[Task directions]
Copy out the section of the high-contrast imaging text between "An interesting use" and "the training data.", inclusive, word for word.

An interesting use case, that has not been explored in this work, is the application to space-based observatories. For observations taken at different roll angles we can also build a temporal forward model that would take the form of a step-function for affected pixels. This, again, would allow us to take into account systematics in real-time (e.g., from instrument jitter) because we do not need to exclude any frames (roll angles) from the training data.

The algorithm as introduced in this work is optimized for companion searches over a grid of possible positions. If our goal is the detailed characterization of a planet of a known position – or even a disk – this approach may not be optimal. Future developments will include exploration of specific models in a detailed characterization step using sampling approaches such as MCMC or nested sampling to obtain photometric and astrometric information, as well as their covariance, simultaneously (e.g., Wang et al. 2016b). This would allow both the exploration of more complex physical models, such as forward models of debris disks (Olofsson et al. 2016), as well as more sophisticated systematics models. The use of nested sampling, combined with a negative model injection approach, would provide an easy way to include all dimensions of the data in the forward model (e.g., including the spectrum of the planet Ruffio et al. 2017) and perform a direct model comparison based on Bayesian evidence, as is often done in transit and radial velocity detections (e.g., Espinoza et al. 2019).

7 Summary and conclusions

In this work, we present a new paradigm of using a temporal, non-local systematics models to more effectively search for point sources at the most scientifically interesting small separations, where traditional ADI algorithms have issues by design. This new method allows us to address a persistent problem in high contrast imaging: the lack of good and uncontaminated training data at small separations. By building a non-local, causal model, we show that we can circumvent the problem of self-subtraction entirely, while still presenting a powerful model for the systematics that are limiting our ability to detect planets. By its nature, the time-domain model is sensitive to instantaneous changes in observing conditions, which is not the case in spatial approaches that need a reference library of images sharing the same speckle characteristics. Furthermore, the temporal model is not contingent on the data being perfectly aligned: as such interpolations and re-sampling of the data in space (and wavelength, for future additions to the method that will include this dimension) can be avoided entirely. Our implementation, called TRAP, is open-source and publicly available.

We have shown on two datasets that the TRAP pipeline performs as well or better than a similar spatial approach with a strong improvement in contrast by a factor between 1.5 and 6 at angular separations < 3 λD. Beyond this separation, the improvement strongly depends on the temporal sampling of the observation sequence. The azimuthal variance of the achieved contrast across all separations is strongly reduced using the temporal systematics model compared to a spatial systematics model. Increasing the integration time from 16 to 64 s for the 51 Eri b dataset leads to a decrease in average contrast gained by ~40%.

For short integration times (4 s, β Pic), we can achieve a significant overall improvement of the contrast by a factor of two, even at separation between 3 and 10 λD. The S/N measured for β Pic b significantly increased from about 10 with the spatial model to about 40 by making full use of the systematics information present in the data on the short time scales. We conclude that the effect of exposure time on the achievable contrast is underexplored in the literature. Spatial algorithms currently employed are not able to make optimal use of the information contained in short time-scale variations, because typical exclusion timescales are significantly larger than the exposure times.

[Supplied entries]
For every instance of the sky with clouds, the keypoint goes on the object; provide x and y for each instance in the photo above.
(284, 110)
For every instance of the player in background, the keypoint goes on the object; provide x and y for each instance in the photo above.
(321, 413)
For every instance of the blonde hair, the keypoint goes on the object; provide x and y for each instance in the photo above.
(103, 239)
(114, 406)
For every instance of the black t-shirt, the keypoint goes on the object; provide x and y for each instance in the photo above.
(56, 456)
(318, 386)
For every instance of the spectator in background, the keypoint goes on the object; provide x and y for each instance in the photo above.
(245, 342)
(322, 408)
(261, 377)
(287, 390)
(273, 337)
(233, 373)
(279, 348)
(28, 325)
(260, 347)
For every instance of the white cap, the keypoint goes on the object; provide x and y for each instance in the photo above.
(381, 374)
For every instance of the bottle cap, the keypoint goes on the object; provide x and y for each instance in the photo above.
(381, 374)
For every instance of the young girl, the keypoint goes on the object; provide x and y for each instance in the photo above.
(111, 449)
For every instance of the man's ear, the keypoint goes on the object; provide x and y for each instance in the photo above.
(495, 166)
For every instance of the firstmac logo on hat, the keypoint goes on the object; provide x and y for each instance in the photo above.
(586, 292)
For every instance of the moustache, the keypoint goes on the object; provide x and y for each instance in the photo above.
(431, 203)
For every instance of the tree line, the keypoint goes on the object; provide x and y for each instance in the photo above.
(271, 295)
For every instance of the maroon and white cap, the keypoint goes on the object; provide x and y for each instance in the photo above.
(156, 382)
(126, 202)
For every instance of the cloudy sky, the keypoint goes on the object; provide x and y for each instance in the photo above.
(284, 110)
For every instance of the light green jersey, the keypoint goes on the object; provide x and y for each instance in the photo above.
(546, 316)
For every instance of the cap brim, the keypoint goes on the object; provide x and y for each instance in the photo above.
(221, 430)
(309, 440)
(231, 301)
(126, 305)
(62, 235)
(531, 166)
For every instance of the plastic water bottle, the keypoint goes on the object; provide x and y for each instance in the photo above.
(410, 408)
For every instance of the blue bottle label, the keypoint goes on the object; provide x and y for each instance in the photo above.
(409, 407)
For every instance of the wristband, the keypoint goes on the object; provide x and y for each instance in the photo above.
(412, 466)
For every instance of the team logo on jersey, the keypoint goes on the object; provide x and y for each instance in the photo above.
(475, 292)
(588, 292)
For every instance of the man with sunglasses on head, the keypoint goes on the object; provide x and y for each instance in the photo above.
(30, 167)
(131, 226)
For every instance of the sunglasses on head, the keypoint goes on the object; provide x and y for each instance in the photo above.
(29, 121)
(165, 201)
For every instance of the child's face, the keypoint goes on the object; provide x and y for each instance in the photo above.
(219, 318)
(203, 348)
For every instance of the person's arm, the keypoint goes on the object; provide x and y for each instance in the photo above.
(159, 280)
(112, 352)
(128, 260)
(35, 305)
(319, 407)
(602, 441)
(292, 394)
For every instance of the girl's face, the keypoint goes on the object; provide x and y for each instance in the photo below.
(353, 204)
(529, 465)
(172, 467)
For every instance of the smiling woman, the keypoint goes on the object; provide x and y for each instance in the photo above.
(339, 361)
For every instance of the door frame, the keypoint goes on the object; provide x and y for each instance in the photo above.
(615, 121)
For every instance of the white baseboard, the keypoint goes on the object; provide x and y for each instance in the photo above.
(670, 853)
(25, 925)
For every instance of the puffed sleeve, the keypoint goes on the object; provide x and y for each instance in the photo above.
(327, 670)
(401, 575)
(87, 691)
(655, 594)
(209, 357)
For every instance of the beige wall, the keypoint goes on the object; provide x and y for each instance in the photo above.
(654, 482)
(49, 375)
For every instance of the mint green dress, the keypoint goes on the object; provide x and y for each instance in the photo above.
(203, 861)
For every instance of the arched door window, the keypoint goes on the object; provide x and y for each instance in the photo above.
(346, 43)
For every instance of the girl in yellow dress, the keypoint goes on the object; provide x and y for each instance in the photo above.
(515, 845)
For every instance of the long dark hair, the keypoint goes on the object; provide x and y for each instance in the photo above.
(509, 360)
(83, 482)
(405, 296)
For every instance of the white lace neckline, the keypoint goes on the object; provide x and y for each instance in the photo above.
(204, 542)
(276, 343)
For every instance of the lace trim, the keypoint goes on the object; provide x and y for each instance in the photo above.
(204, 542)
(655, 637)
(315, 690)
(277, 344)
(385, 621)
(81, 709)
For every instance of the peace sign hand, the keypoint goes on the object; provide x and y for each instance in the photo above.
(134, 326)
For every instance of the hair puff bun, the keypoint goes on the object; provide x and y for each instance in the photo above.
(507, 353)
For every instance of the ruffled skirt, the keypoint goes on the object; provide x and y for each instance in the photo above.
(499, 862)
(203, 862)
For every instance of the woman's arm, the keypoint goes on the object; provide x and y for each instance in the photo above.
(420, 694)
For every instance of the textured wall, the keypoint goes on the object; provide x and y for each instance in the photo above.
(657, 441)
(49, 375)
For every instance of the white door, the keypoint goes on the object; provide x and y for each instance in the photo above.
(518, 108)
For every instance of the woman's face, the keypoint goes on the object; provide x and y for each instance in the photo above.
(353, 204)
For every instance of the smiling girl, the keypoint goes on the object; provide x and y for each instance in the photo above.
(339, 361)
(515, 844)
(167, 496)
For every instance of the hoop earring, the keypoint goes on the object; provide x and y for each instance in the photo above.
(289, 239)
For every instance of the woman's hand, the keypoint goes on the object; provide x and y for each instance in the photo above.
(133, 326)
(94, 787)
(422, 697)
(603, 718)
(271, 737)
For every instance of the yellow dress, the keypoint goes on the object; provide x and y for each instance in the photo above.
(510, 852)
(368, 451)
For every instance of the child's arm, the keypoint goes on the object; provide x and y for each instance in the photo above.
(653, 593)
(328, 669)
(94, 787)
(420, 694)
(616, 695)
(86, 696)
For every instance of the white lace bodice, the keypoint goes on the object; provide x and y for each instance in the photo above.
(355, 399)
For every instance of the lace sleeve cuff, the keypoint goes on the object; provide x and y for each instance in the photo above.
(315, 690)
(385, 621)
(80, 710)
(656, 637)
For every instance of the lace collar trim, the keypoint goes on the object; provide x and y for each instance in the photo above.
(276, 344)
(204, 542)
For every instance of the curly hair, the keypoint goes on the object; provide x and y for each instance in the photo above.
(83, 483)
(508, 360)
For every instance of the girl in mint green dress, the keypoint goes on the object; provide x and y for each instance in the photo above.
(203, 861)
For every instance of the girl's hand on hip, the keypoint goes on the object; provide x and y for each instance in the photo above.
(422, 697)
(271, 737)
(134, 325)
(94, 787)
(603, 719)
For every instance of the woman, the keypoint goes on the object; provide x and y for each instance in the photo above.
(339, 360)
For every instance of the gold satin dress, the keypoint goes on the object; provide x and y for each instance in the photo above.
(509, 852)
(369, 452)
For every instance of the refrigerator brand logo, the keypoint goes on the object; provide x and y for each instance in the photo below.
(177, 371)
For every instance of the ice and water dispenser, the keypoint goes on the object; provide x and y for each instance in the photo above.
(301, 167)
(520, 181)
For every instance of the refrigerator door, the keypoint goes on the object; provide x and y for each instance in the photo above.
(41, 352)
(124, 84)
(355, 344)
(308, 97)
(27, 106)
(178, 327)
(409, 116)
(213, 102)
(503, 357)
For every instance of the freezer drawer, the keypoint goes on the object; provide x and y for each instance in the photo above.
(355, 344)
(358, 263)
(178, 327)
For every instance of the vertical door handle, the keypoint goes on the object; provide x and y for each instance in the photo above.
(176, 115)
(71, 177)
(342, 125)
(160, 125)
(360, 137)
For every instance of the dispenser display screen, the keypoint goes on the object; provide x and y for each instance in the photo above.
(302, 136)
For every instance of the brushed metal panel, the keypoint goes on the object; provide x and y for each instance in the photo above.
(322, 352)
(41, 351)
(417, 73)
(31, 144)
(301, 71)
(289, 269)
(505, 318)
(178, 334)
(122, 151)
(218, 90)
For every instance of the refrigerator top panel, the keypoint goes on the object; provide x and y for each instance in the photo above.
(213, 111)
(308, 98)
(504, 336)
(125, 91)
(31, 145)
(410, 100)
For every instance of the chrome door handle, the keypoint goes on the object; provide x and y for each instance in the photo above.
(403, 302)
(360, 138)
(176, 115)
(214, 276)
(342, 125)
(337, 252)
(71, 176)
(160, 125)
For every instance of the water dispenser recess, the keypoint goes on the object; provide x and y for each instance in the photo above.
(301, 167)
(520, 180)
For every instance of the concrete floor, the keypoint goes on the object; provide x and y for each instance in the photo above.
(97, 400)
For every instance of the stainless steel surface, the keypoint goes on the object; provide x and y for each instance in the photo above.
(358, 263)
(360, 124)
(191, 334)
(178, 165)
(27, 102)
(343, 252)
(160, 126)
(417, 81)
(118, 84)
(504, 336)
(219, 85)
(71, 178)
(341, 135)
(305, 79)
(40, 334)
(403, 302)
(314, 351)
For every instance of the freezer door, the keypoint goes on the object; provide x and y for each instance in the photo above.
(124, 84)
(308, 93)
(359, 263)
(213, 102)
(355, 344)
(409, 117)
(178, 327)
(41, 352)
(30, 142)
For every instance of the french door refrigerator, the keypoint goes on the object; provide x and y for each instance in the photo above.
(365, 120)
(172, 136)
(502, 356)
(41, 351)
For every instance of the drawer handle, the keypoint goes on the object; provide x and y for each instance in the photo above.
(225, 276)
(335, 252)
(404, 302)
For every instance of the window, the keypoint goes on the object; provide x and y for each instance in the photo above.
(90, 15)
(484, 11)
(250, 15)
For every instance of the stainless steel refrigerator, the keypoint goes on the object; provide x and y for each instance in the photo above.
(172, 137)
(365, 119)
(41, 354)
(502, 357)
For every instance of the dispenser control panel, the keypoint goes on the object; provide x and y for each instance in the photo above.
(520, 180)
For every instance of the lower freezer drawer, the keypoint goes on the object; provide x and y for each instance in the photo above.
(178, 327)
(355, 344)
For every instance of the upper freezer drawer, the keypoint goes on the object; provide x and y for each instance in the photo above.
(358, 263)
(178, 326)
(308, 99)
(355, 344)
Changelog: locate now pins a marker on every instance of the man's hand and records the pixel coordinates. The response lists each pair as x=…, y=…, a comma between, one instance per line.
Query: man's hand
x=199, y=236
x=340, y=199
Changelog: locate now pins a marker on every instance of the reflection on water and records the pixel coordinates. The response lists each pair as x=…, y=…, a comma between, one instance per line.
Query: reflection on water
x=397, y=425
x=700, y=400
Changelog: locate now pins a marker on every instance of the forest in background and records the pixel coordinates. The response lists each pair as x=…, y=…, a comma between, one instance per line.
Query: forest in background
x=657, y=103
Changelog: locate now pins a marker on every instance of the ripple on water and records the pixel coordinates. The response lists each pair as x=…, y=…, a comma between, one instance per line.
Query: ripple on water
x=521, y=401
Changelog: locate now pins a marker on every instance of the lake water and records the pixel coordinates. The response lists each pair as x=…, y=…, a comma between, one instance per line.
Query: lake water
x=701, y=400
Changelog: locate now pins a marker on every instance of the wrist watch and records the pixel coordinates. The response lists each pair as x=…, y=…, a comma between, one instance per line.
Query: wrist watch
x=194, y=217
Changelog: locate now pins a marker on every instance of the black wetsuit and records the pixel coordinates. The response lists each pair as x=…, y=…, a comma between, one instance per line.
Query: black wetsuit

[Reply]
An interesting use case, that has not been explored in this work, is the application to space-based observatories. For observations taken at different roll angles we can also build a temporal forward model that would take the form of a step-function for affected pixels. This, again, would allow us to take into account systematics in real-time (e.g., from instrument jitter) because we do not need to exclude any frames (roll angles) from the training data.